• [WHAT NEEDS TO BE DONE] Give a verbatim quotation of every record.

• [INFORMATION PROVIDED]
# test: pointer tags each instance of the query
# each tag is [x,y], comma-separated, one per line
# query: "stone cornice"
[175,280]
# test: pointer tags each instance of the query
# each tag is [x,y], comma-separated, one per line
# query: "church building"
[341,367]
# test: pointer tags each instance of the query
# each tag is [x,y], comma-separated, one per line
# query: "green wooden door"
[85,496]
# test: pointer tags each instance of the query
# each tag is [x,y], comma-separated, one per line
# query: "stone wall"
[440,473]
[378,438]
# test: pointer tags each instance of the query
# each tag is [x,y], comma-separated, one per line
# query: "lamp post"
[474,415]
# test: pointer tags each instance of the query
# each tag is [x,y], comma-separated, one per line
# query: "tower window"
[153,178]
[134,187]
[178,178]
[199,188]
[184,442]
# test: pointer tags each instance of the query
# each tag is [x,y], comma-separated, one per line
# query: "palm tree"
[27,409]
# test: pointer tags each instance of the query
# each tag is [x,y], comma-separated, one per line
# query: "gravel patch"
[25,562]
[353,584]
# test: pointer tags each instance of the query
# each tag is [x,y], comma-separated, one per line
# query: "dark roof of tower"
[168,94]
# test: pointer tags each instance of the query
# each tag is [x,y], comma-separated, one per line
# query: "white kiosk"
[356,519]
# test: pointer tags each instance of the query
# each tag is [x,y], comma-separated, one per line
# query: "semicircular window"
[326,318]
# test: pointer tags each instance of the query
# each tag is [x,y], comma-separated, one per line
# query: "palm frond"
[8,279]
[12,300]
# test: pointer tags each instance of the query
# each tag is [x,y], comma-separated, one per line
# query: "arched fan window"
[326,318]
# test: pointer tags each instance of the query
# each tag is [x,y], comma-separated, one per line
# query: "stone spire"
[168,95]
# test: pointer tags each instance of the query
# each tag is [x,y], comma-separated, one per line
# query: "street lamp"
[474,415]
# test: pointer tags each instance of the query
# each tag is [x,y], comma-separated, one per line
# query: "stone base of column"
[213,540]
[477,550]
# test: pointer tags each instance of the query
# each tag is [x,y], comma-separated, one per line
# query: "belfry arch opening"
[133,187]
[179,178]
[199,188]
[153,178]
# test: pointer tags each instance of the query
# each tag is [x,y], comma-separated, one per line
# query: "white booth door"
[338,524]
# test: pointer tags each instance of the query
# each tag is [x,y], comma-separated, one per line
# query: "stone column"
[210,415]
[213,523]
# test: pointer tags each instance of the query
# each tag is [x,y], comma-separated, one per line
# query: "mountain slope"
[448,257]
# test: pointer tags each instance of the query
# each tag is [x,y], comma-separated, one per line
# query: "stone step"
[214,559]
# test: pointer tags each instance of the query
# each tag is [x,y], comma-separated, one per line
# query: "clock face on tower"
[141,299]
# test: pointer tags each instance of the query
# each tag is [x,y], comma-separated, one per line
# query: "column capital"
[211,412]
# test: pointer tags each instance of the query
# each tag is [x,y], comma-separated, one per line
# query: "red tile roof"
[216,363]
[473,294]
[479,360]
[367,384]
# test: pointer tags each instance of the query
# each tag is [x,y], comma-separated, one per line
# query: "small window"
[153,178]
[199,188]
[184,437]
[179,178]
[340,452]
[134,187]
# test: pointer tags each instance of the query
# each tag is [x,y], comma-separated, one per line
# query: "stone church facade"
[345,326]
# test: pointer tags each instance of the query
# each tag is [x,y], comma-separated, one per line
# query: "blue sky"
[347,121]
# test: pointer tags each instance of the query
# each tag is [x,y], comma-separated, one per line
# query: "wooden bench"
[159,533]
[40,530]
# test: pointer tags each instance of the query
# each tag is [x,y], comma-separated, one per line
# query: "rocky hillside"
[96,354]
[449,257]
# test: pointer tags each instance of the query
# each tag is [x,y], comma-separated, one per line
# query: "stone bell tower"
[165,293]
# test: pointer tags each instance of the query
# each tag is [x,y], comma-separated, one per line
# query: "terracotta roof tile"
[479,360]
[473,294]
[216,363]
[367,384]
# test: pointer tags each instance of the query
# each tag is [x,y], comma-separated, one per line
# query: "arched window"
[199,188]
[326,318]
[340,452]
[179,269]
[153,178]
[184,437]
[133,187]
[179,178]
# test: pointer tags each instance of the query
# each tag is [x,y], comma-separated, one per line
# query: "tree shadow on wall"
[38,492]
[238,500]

• [ANSWER TO THIS EXERCISE]
# test: pointer tags each instance of the query
# each tag is [x,y], comma-separated, one per line
# query: "stone cornice"
[175,280]
# test: pointer tags each instance of the query
# each tag is [x,y], comma-separated, one per line
# query: "church building"
[341,367]
# test: pointer tags each instance of the query
# each tag is [x,y], comma-separated, one per line
# query: "green wooden door"
[85,496]
# test: pointer tags each instance of the query
# each tag is [x,y], comma-separated, one per line
# query: "stone wall"
[440,473]
[378,438]
# test: pointer tags each instance of the query
# each tag is [x,y], comma-separated, one per line
# query: "lamp post"
[474,415]
# test: pointer tags each instance of the query
# each tag is [x,y], comma-separated, one per line
# query: "tower window"
[153,178]
[134,187]
[178,178]
[199,188]
[184,442]
# test: pointer tags each instance of the query
# each tag is [x,y], comma-separated, one per line
# query: "palm tree"
[27,409]
# test: pointer tags each instance of the query
# each tag is [x,y], comma-separated, one per line
# query: "gravel patch"
[25,562]
[353,584]
# test: pointer tags each instance of the query
# each tag is [x,y], comma-separated, one per line
# query: "dark roof of tower"
[168,94]
# test: pointer tags each instance of the query
# each tag is [x,y], comma-separated, one per line
# query: "white kiosk"
[356,519]
# test: pointer tags each instance of the query
# each tag is [x,y], comma-separated, one per line
# query: "semicircular window"
[326,318]
# test: pointer tags each instance of the query
# each tag is [x,y], comma-separated, one per line
# query: "palm frond"
[8,279]
[12,300]
# test: pointer tags each instance of the query
# each tag is [x,y], comma-separated, one per line
# query: "arched fan window"
[326,318]
# test: pointer tags each instance of the query
# each tag is [x,y], comma-separated, one per line
# query: "stone spire"
[168,95]
# test: pointer tags each instance of the query
# each tag is [x,y], comma-separated, one per line
# query: "street lamp"
[474,415]
# test: pointer tags each instance of the query
# each tag is [x,y], comma-separated, one per line
# query: "stone base of column"
[213,540]
[477,550]
# test: pointer tags each instance of the query
# each tag is [x,y], comma-separated, one per line
# query: "belfry arch opening"
[133,187]
[179,178]
[199,188]
[153,178]
# test: pointer tags each instance of the query
# each tag is [x,y], comma-separated, one per line
# query: "white booth door"
[338,524]
# test: pointer tags each instance of the query
# each tag is [x,y], comma-separated, one per line
# query: "stone column"
[210,415]
[213,523]
# test: pointer tags each instance of the query
# each tag is [x,y], comma-separated, one per line
# query: "mountain slope"
[448,257]
# test: pointer tags each instance of the query
# each tag is [x,y], comma-separated, one per line
# query: "stone step"
[214,559]
# test: pointer tags each instance of the query
# each tag is [x,y], comma-separated, one per line
# query: "clock face on tower"
[141,299]
# test: pointer tags each instance of the query
# each tag is [x,y], comma-separated, one per line
# query: "column capital"
[211,412]
# test: pointer tags each instance of the query
# each tag is [x,y], comma-separated, one per line
# query: "red tile roof"
[216,363]
[473,294]
[479,360]
[367,384]
# test: pointer tags each instance of the query
# each tag is [x,y], comma-separated, one per line
# query: "small window"
[153,178]
[199,188]
[184,437]
[179,178]
[340,452]
[134,187]
# test: pointer tags each instance of the query
# each tag is [x,y], comma-separated, one per line
# query: "stone church facade"
[345,326]
# test: pointer tags each instance of the query
# each tag is [x,y], comma-separated, one per line
# query: "blue sky"
[347,121]
# test: pointer tags each instance of the query
# each tag is [x,y], comma-separated, one per line
# query: "wooden bench"
[159,533]
[40,530]
# test: pointer tags each instance of the query
# each tag is [x,y], comma-separated, one per line
# query: "rocky hillside"
[96,354]
[449,257]
# test: pointer tags each instance of the query
# each tag is [x,y], comma-separated, one per line
# query: "stone bell tower"
[165,293]
# test: pointer tags each instance of the query
# each tag is [x,y], comma-separated, one per line
# query: "terracotta roof tile"
[479,360]
[473,294]
[216,363]
[367,384]
# test: pointer tags each instance of the query
# each tag is [x,y], comma-separated, one per line
# query: "arched window"
[199,188]
[326,318]
[340,452]
[179,269]
[153,178]
[184,437]
[133,187]
[179,178]
# test: pointer tags each instance of the query
# each tag is [x,y], comma-separated, one per line
# query: "tree shadow on wall"
[38,492]
[238,500]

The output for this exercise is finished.